This task requires every entry to be set down again exactly.
Records below:
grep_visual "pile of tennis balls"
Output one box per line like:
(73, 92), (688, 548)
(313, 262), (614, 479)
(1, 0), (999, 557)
End of Records.
- **Response to this task**:
grep_visual "pile of tennis balls"
Output one box per line like:
(73, 92), (688, 548)
(313, 262), (614, 479)
(1, 0), (999, 557)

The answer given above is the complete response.